## Qué hacer
Responde, por favor, estas preguntas sobre el fragmento acerca de la eutanasia:
(a) ¿Qué significa la palabra según su origen etimológico?
(b) ¿Por culpa de quiénes equivale para algunas personas a una palabra maldita?
(c) ¿Qué concepto se califica de oxímoron?
== Fragmento del documento
P ENSÉMOSLO con templanza y buena cabeza: Eutanasia es una bella palabra, con un origen etimológico rotundo: buena muerte. De ese significado se deduce la idea de dar la muerte a una persona que libremente la solicita para liberarse de un sufrimiento que es irreversible y que ella considera intolerable. Sin embargo, por culpa de los nazis, eutanasia equivale, para algunas personas, una palabra maldita, la sombra de un crimen que nombra el asesinato de miles de seres humanos discapacitados o con trastornos mentales, paralelo al genocidio judío. Pensémoslo de nuevo con ecuanimidad: eutanasia y homicidio (o asesinato, si es con alevosía, ensañamiento o por una recompensa) son conceptos incompatibles, porque es imposible que una muerte sea, a la vez, voluntaria y contra la voluntad de una persona. Por esta razón, el concepto de eutanasia involuntaria es un oxímoron; si no es voluntaria, quizá sea un homicidio compasivo, pero no una eutanasia. Seamos certeros con la palabra.
====
== Material extraído
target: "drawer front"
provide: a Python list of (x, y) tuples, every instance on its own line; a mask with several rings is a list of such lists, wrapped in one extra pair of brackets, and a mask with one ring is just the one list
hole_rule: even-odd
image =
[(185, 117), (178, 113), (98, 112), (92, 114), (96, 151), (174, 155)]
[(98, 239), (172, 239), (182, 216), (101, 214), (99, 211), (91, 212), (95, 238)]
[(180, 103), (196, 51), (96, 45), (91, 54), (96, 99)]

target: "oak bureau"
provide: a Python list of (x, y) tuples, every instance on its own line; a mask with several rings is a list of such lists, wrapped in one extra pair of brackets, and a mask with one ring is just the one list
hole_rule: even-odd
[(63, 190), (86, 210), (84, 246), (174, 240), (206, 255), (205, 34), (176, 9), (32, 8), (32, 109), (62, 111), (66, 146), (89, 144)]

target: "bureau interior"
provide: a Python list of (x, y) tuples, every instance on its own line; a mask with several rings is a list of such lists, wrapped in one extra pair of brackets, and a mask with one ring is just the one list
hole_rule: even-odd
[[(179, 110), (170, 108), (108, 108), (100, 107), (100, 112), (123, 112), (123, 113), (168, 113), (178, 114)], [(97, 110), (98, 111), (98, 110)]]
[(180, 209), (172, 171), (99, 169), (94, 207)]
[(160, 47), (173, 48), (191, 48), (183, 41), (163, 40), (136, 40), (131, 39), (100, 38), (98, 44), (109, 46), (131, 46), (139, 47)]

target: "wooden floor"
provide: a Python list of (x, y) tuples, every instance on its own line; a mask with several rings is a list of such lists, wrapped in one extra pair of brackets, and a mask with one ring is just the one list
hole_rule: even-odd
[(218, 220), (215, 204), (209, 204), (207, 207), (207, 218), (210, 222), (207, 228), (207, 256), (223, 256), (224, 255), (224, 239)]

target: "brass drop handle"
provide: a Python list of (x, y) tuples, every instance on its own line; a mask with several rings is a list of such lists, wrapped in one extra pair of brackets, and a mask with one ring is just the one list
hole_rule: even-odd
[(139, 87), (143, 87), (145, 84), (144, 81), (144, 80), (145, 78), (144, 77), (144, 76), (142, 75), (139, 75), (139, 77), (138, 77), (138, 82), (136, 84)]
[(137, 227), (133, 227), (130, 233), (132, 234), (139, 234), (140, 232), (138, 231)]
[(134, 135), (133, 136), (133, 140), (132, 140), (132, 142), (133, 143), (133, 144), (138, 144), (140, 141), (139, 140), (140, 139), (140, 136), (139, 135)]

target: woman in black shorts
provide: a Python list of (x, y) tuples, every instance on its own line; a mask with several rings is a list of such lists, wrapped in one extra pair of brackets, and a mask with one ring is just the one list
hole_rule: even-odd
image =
====
## Resultado del ejercicio
(a) Buena muerte.
(b) De los nazis.
(c) El de eutanasia involuntaria.